But certainly, not the kind to the liking of the Utah Jazz who had quite the Fourth of July bomb dropped on them that day by Gordon Hayward, who informed them that he was moving on to Boston and play for his old college coach, Brad Stevens.

So, here are the Jazz, a team built around Hayward and on the rise, now having to go to a Hayward-less Plan B and reshape a team that still has plenty of pieces to contend for a playoff spot.
Rising star Rudy Gobert will likely become a bigger centerpiece of Utah’s efforts to build upon last season’s success, which saw them win 51 games and advance to the second round of the playoffs for the first time since 2010 which was also the last time they won more than 50 (they won 53 that year) regular season games.
The 7-foot-1 Gobert was instrumental in Utah’s defense being ranked third in the NBA with a defensive rating of 102.7.
He averaged a double-double last season of 14.0 points and 12.8 rebounds along with a league-best 2.6 blocked shots per game.
But of greater importance to Utah is finding a replacement to fill the void of Hayward as well as George Hill (Sacramento) who when healthy, made the Jazz one of the toughest teams in the NBA to beat.

## TASK TO COMPLETE
Resume the article on the Utah Jazz after Gordon Hayward's departure, picking up right after its final sentence. The listing after this passage plays no part in the work here.

## DATA PROVIDED

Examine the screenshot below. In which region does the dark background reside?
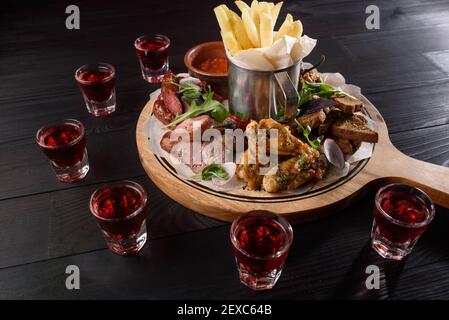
[0,0,449,299]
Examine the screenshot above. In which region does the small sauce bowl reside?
[184,41,228,98]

## RESPONSE BELOW
With Hill in the lineup, the Jazz were 33-16 last season. Without him, they were just 18-15.
As much as the Jazz will surely miss Hayward and Hill, there is reason for some level of optimism going forward.
First-round pick Donovan Mitchell was among the standout rookies in summer league play, showcasing a more well-rounded game than many envisioned at this point. Of course, it was summer league and as we all know, success there doesn’t necessarily immediately result in strong play against experienced, NBA talent.

The replacement for Hayward will surely be by committee, which includes newcomers Thabo Sefolosha and former Celtic Jonas Jerebko.
But when it comes to replacing Hill, those duties will primarily be manned by Ricky Rubio.
Rubio doesn’t shoot the ball as well as Hill, but his court vision ranks among the best in the NBA which is evident by him averaging 9.1 assists per game last season which ranked fifth in the league.
His ability to get guys the ball in position to score will go far in Utah’s quest to move past the disappointment of seeing Hayward leave after seven seasons.
But with a handful of newcomers as well as some additional talent through the draft, the Jazz are optimistic that they can provide some fireworks for fans this season with another trip to the playoffs.  
Key free agent/draft/trade additions: Ricky Rubio (Minnesota); Jonas Jerebko (Boston); Thabo Sefolosha (Atlanta).
Key losses: Gordon Hayward (Boston).
Rookies of note: Donovan Mitchell; Tony Bradley.
Expectations: 47-35 (third in the Northwest Division, sixth in the West).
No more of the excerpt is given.